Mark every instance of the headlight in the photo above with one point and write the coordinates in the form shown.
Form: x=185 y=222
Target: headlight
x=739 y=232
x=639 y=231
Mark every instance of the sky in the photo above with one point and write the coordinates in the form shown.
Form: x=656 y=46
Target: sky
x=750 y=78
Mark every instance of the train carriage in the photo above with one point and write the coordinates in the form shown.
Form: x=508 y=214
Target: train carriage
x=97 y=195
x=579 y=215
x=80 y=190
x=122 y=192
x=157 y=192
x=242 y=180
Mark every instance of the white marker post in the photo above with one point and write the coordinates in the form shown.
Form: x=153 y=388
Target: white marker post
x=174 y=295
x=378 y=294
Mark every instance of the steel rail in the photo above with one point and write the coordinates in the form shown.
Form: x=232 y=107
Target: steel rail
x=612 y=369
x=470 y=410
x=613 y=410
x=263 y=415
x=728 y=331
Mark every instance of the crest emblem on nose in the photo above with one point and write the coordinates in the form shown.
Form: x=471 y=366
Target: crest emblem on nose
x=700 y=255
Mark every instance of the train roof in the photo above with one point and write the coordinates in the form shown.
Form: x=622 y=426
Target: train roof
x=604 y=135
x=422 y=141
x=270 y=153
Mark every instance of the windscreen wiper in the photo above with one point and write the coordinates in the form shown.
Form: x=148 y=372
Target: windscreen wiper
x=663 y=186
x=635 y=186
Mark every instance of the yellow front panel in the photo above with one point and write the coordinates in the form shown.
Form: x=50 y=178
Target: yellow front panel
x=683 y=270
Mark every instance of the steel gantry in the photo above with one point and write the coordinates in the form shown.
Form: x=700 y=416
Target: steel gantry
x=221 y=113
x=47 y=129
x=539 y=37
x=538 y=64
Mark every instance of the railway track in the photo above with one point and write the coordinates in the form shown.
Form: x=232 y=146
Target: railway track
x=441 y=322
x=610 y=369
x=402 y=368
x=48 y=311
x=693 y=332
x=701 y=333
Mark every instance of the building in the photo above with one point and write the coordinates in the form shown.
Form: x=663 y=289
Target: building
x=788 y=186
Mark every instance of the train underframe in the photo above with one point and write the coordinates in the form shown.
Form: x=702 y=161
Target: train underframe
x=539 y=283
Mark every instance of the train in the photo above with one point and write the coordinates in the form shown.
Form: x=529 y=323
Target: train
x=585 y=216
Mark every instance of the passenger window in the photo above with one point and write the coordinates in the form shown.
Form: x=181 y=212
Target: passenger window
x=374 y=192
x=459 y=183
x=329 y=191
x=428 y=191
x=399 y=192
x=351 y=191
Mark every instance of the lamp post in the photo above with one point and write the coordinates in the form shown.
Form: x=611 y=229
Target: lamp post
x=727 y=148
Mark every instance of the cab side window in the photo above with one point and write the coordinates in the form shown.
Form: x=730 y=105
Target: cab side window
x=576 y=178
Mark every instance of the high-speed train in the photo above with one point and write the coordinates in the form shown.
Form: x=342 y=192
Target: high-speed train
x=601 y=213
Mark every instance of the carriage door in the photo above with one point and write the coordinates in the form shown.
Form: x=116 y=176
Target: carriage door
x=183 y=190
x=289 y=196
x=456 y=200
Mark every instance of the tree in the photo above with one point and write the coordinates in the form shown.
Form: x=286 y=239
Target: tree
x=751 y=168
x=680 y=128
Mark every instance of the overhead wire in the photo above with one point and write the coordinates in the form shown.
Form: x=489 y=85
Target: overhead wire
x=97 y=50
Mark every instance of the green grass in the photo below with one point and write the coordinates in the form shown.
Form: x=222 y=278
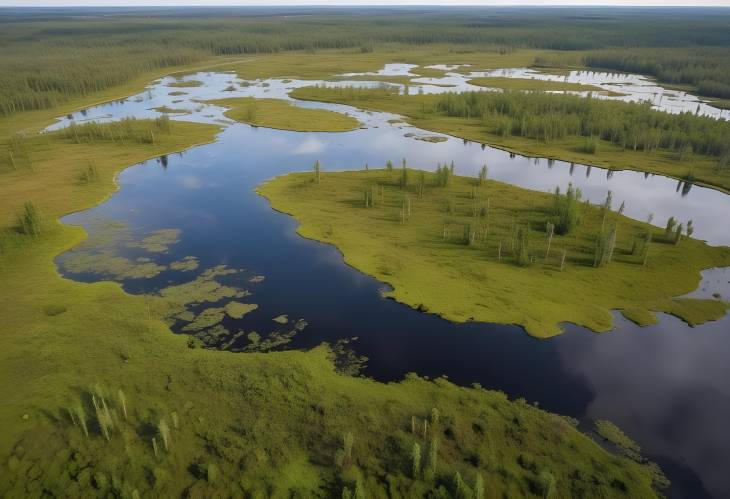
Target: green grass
x=468 y=282
x=282 y=115
x=268 y=425
x=418 y=111
x=532 y=84
x=185 y=84
x=260 y=424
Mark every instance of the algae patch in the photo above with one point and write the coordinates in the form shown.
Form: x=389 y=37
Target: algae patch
x=158 y=241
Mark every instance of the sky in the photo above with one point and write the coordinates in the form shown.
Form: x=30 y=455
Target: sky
x=119 y=3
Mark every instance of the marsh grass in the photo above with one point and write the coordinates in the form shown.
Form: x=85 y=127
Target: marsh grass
x=30 y=221
x=583 y=136
x=448 y=247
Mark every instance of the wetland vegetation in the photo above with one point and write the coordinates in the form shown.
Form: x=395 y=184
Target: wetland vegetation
x=100 y=398
x=606 y=133
x=282 y=115
x=480 y=250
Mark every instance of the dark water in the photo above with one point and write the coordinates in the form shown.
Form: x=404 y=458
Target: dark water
x=667 y=386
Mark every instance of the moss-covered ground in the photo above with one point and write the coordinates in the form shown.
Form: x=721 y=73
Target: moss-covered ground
x=190 y=421
x=418 y=110
x=433 y=263
x=528 y=84
x=282 y=115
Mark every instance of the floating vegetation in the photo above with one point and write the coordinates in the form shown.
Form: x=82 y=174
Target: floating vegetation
x=613 y=434
x=431 y=138
x=97 y=255
x=185 y=83
x=158 y=241
x=275 y=340
x=116 y=267
x=345 y=359
x=170 y=110
x=207 y=318
x=237 y=310
x=185 y=264
x=173 y=302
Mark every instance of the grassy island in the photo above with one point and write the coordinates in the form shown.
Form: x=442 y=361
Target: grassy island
x=611 y=134
x=283 y=115
x=478 y=250
x=100 y=398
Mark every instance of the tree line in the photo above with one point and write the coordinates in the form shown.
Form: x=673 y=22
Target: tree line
x=47 y=60
x=548 y=117
x=705 y=68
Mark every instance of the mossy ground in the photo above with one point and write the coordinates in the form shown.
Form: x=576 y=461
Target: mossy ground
x=469 y=282
x=417 y=110
x=282 y=115
x=267 y=425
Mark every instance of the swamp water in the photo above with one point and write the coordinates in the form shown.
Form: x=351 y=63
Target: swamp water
x=189 y=226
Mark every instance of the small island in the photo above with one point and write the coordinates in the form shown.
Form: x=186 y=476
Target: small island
x=473 y=249
x=532 y=84
x=282 y=115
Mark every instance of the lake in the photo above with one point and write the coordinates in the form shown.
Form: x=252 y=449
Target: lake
x=667 y=386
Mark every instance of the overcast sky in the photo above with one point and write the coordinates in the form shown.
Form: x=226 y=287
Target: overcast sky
x=118 y=3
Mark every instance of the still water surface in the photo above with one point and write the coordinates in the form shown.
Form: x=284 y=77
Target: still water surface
x=667 y=385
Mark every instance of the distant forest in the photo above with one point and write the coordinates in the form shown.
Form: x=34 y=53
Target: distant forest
x=50 y=55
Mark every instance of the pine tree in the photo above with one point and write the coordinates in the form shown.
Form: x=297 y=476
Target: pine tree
x=317 y=172
x=416 y=460
x=483 y=174
x=550 y=229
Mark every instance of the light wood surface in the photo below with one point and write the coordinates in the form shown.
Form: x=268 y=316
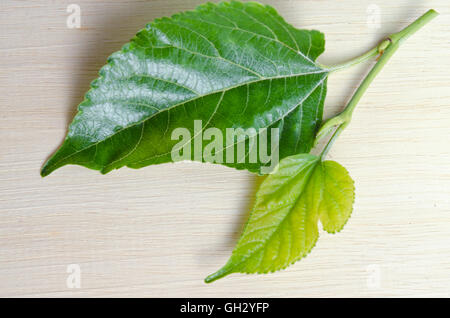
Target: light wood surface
x=160 y=230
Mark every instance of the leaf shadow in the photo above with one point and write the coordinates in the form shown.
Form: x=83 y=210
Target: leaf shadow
x=246 y=206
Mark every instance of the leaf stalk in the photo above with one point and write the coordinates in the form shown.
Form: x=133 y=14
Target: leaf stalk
x=386 y=48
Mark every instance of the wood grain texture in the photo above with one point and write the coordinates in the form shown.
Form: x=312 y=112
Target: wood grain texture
x=160 y=230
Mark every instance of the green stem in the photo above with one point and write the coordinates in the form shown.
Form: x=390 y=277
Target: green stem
x=357 y=60
x=387 y=48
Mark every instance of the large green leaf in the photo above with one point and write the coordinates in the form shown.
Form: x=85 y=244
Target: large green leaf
x=230 y=65
x=283 y=225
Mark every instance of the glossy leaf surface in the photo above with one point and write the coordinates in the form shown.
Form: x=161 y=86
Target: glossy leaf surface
x=283 y=226
x=230 y=65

•••

GOAL OF THE EXERCISE: Count the lines in the listing above that contain the string "below", and give only the count.

ANSWER SPACE: 2